### ACTIVITY:
Show every line of the data below that includes the word "rock".

(Extracted data entries)
********

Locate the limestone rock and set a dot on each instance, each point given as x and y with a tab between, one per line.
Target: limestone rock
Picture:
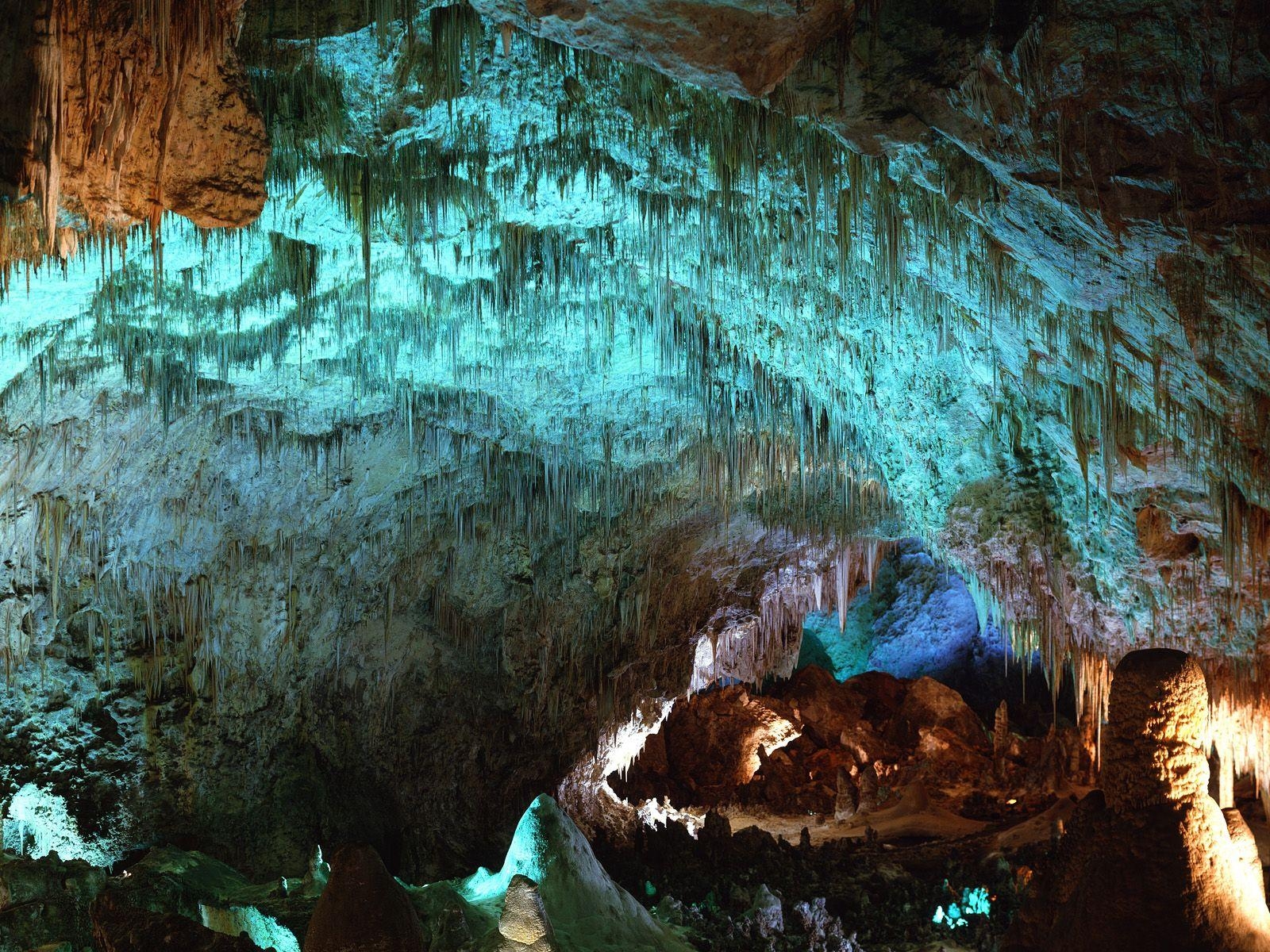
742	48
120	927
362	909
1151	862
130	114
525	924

********

### EXERCISE RESPONSE:
Locate the limestone rock and set a dot on each instance, each point given as x and y with a tab between, one per line.
Target: limestone rock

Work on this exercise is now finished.